- **Selected excerpt**:
---

# About the course

# Goals and objectives

# Jupyter Notebook

- The Jupyter Notebook is a powerful tool for interactively developing and presenting data science projects.
- "notebook" or "notebook documents" denote documents that contain both code and rich text elements, such as figures, links, equations, ...
- Because of the mix of code and text elements, these documents are the ideal place to bring together an analysis description and its results as well as they can be executed perform the data analysis in real time.
- "Jupyter" is a loose acronym meaning Julia, Python, and R. These programming languages were the first target languages of the Jupyter application, but nowadays, the notebook technology also supports many other languages. 

In [None]:
from IPython.core.display import display, HTML
display(HTML("""<a href = "https://github.com/ipython/ipython/wiki/IPython-kernels-for-other-languages/">IPython kernels for other languages</a>"""))

The main components of the whole environment are, on the one hand, the notebooks themselves and the application. On the other hand, you also have a notebook kernel and a notebook dashboard.

## What is the Jupyter Notebook App?

As a server-client application, the Jupyter Notebook App allows you to edit and run your notebooks via a web browser. The application can be executed on a PC without Internet access or it can be installed on a remote server, where you can access it through the Internet.

Its two main components are the kernels and a dashboard.

A kernel is a program that runs and introspects the user’s code. The Jupyter Notebook App has a kernel for Python code, but there are also kernels available for other programming languages.

---

- **Record set**:
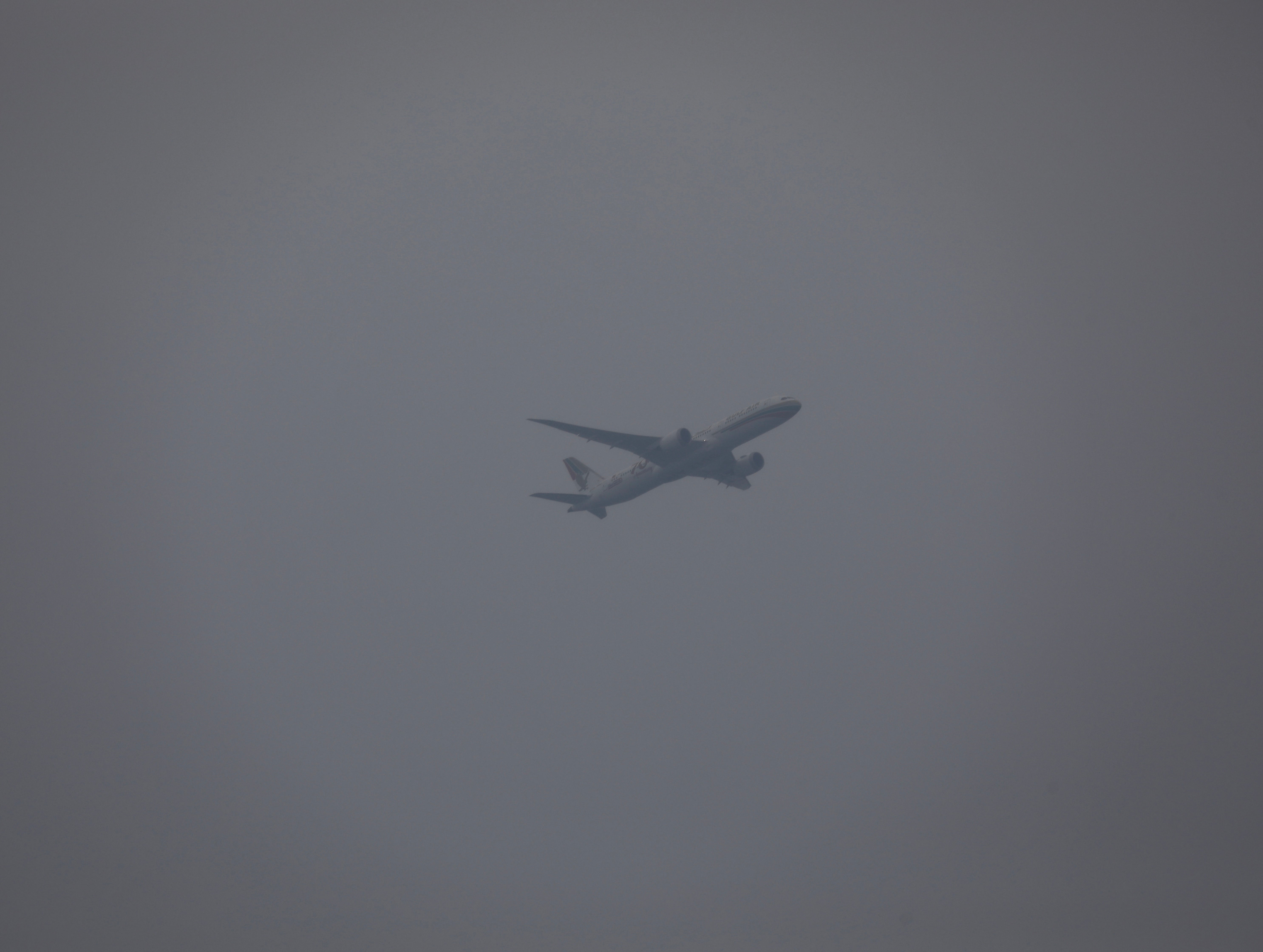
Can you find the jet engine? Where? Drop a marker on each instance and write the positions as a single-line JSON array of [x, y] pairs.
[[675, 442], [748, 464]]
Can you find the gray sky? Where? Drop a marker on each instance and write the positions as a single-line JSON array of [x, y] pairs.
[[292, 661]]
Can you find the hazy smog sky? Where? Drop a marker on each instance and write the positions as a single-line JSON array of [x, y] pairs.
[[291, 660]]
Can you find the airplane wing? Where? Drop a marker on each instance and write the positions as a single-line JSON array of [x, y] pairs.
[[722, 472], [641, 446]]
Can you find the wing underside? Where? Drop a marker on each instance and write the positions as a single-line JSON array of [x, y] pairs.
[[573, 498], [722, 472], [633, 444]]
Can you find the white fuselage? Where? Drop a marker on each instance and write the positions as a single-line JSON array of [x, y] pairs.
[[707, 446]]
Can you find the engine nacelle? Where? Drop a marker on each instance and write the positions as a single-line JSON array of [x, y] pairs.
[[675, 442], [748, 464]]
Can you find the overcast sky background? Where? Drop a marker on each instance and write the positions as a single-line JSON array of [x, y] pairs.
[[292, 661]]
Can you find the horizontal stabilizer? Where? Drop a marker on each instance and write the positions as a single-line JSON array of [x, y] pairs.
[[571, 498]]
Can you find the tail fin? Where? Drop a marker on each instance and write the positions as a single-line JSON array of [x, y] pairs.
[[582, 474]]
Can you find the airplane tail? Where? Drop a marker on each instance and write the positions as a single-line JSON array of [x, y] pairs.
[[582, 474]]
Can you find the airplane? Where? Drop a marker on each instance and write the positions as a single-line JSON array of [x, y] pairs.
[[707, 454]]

---

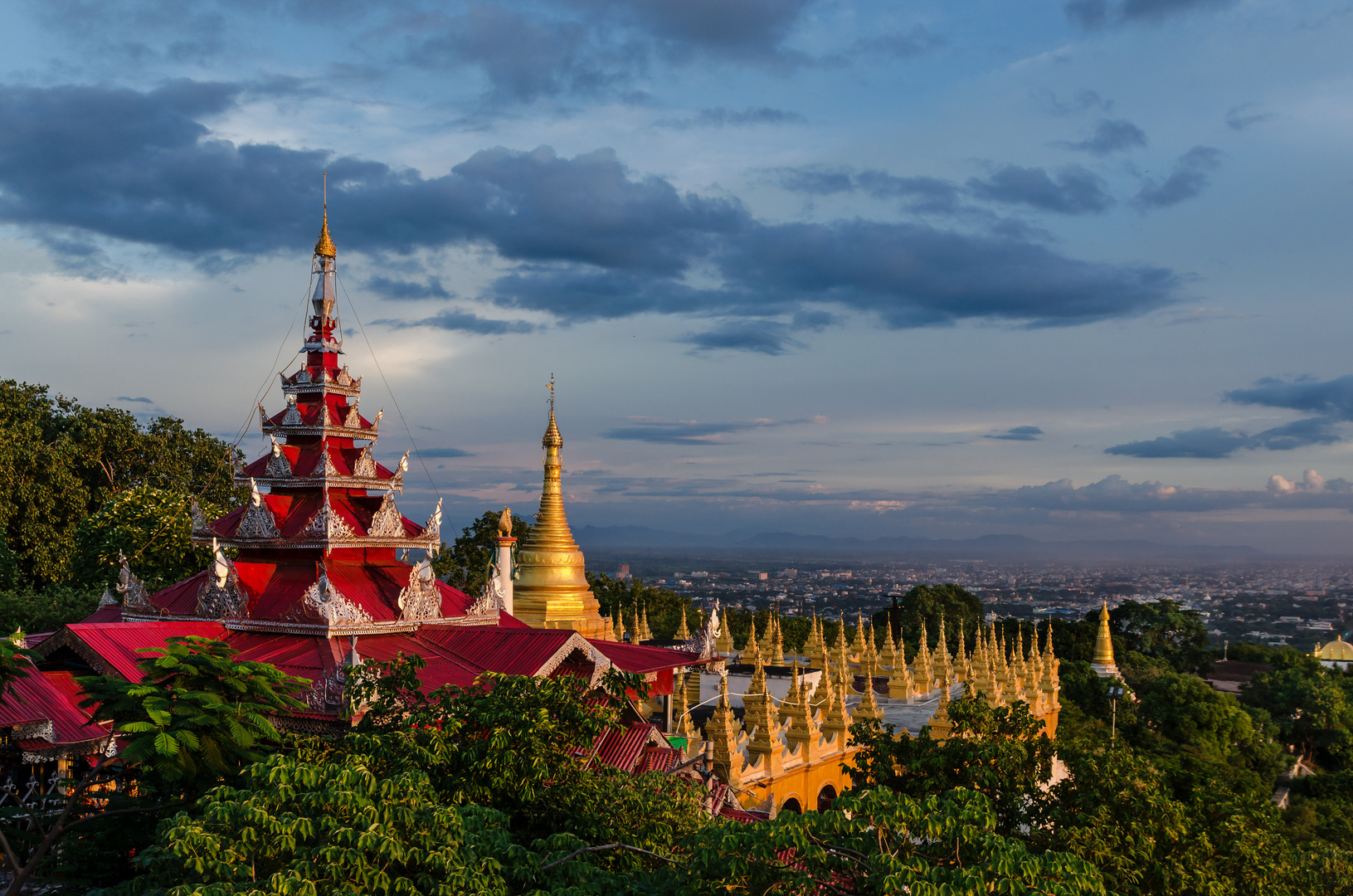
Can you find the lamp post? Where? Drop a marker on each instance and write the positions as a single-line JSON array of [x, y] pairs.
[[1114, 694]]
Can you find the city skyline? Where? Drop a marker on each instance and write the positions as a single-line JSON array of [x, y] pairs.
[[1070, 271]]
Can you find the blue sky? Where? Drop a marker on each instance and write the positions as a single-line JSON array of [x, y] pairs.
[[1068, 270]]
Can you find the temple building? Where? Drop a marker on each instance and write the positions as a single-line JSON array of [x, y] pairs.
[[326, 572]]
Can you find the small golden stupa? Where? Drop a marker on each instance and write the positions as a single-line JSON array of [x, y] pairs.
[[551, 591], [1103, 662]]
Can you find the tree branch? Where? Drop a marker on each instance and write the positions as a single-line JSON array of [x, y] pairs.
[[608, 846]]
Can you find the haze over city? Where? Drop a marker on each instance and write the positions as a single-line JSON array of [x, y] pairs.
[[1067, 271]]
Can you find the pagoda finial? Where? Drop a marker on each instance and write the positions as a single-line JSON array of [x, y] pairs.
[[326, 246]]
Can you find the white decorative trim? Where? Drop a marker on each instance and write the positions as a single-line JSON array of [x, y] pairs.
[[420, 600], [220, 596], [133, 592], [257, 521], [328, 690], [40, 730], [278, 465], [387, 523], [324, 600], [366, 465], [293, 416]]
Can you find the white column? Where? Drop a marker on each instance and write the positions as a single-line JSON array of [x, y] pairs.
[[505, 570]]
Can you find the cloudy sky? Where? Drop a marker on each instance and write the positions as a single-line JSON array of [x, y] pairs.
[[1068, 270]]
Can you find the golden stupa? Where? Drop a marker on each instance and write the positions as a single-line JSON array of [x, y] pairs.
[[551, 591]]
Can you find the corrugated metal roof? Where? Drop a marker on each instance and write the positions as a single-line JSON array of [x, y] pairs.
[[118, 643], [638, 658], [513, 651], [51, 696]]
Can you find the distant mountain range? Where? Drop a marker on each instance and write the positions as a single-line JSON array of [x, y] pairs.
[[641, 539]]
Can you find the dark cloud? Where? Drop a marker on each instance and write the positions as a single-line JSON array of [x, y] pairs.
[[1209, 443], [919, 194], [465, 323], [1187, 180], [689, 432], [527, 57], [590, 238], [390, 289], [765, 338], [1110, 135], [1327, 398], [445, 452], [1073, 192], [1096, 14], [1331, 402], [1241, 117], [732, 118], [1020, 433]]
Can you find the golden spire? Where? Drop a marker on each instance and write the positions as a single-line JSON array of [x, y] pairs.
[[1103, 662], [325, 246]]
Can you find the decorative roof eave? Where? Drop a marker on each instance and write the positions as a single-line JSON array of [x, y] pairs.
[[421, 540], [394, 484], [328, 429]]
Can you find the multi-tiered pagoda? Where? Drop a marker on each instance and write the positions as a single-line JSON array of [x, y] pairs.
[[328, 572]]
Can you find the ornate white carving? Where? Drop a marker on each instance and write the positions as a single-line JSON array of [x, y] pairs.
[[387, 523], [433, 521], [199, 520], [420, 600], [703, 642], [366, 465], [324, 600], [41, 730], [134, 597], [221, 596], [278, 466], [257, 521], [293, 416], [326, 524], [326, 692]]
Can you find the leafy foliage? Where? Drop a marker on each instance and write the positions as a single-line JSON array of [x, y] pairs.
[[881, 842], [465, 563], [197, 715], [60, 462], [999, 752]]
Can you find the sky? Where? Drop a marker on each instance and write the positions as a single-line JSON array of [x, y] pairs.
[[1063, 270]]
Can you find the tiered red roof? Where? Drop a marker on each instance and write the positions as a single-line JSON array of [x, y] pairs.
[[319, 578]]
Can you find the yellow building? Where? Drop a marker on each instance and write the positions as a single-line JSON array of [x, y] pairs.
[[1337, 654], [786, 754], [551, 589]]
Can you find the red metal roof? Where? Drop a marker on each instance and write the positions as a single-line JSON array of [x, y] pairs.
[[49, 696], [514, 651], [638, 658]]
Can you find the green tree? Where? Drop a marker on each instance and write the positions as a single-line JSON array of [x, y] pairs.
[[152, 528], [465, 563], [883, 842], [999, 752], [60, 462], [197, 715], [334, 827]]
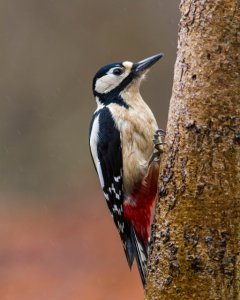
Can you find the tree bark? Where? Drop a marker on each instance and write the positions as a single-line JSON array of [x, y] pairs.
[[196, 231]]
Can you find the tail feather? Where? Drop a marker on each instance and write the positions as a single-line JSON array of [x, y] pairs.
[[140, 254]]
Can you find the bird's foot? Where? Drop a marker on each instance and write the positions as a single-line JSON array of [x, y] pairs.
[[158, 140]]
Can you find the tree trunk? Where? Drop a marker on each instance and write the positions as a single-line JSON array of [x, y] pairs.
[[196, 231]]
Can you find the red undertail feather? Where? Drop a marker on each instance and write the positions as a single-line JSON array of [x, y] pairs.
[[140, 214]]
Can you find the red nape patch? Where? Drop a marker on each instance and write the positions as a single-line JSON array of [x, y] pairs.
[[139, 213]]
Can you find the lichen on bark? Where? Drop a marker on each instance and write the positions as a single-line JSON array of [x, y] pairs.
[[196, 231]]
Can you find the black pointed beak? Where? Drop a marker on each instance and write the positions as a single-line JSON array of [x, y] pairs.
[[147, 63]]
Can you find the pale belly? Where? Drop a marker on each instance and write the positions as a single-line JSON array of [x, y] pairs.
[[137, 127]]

---

- **Tasks and exercises**:
(1) For each statement, state whether it agrees with the Jupyter Notebook passage. Answer yes or no, and quote the deciding words of the passage. (a) "Jupyter" refers to Julia, Python, and R. (b) The Jupyter Notebook App needs Internet access in order to run. (c) The Jupyter Notebook App offers kernels for Python alone.
(2) Resume the Jupyter Notebook passage, beginning after its final sentence.
The data above are not required for this work.

- **Results in order**:
(1)
(a) Yes: "\"Jupyter\" is a loose acronym meaning Julia, Python, and R."
(b) No: "The application can be executed on a PC without Internet access"
(c) No: "The Jupyter Notebook App has a kernel for Python code, but there are also kernels available for other programming languages."

(2)
The dashboard of the application not only shows you the notebook documents that you have made and can reopen but can also be used to manage the kernels: you can which ones are running and shut them down if necessary.

## The history of IPython and Jupyter Notebooks

- In 1980s, Guido Van Rossum begins to work on Python at the National Research Institute for Mathematics and Computer Science in the Netherlands.
- In 2001, twenty years later, Fernando Pérez starts developing IPython.
- In 2005, both Robert Kern and Fernando Pérez attempted building a notebook system. But, the prototype had never become fully usable. 
- In 2007, the IPython team formulated another attempt at implementing a notebook-type system.
- In October 2010, there was a prototype of a web notebook and in the summer of 2011, this prototype was incorporated and it was released with 0.12 on December 21, 2011.
- In subsequent years, the team got awards, such as the Advancement of Free Software for Fernando Pérez on 23 of March 2013 and the Jolt Productivity Award, and funding from the Alfred P. Sloan Foundations, among others. 
- In 2014, Project Jupyter started as a IPython project. IPython is now the name of the Python backend, which is also known as the kernel.

If you want to know more details, check out the personal accounts of Fernando Pérez and William Stein about the history of their notebooks.

## How to install Jupyter Notebook

### Running Jupyter Notebooks with the Anaconda Python Distribution

One of the requirements here is Python3. The general recommendation is that you use the Anaconda distribution to install Python and the notebook application. 


The advantage of Anaconda is that you have access to over 720 packages that can easily be installed with Anaconda's conda, a package, dependency, and environment manager. You can download and follow the instructions for the installation of Anaconda by this link: 

In [None]:
from IPython.core.display import display, HTML
display(HTML("""<a href = "https://www.anaconda.com/download/">www.anaconda.com</a>"""))

## Running Jupyter

On Windows, you can run Jupyter via the shortcut Anaconda adds to your start menu, which will open a new tab in your default web browser that should look something like the following screenshot.

![image.png](attachment:image.png)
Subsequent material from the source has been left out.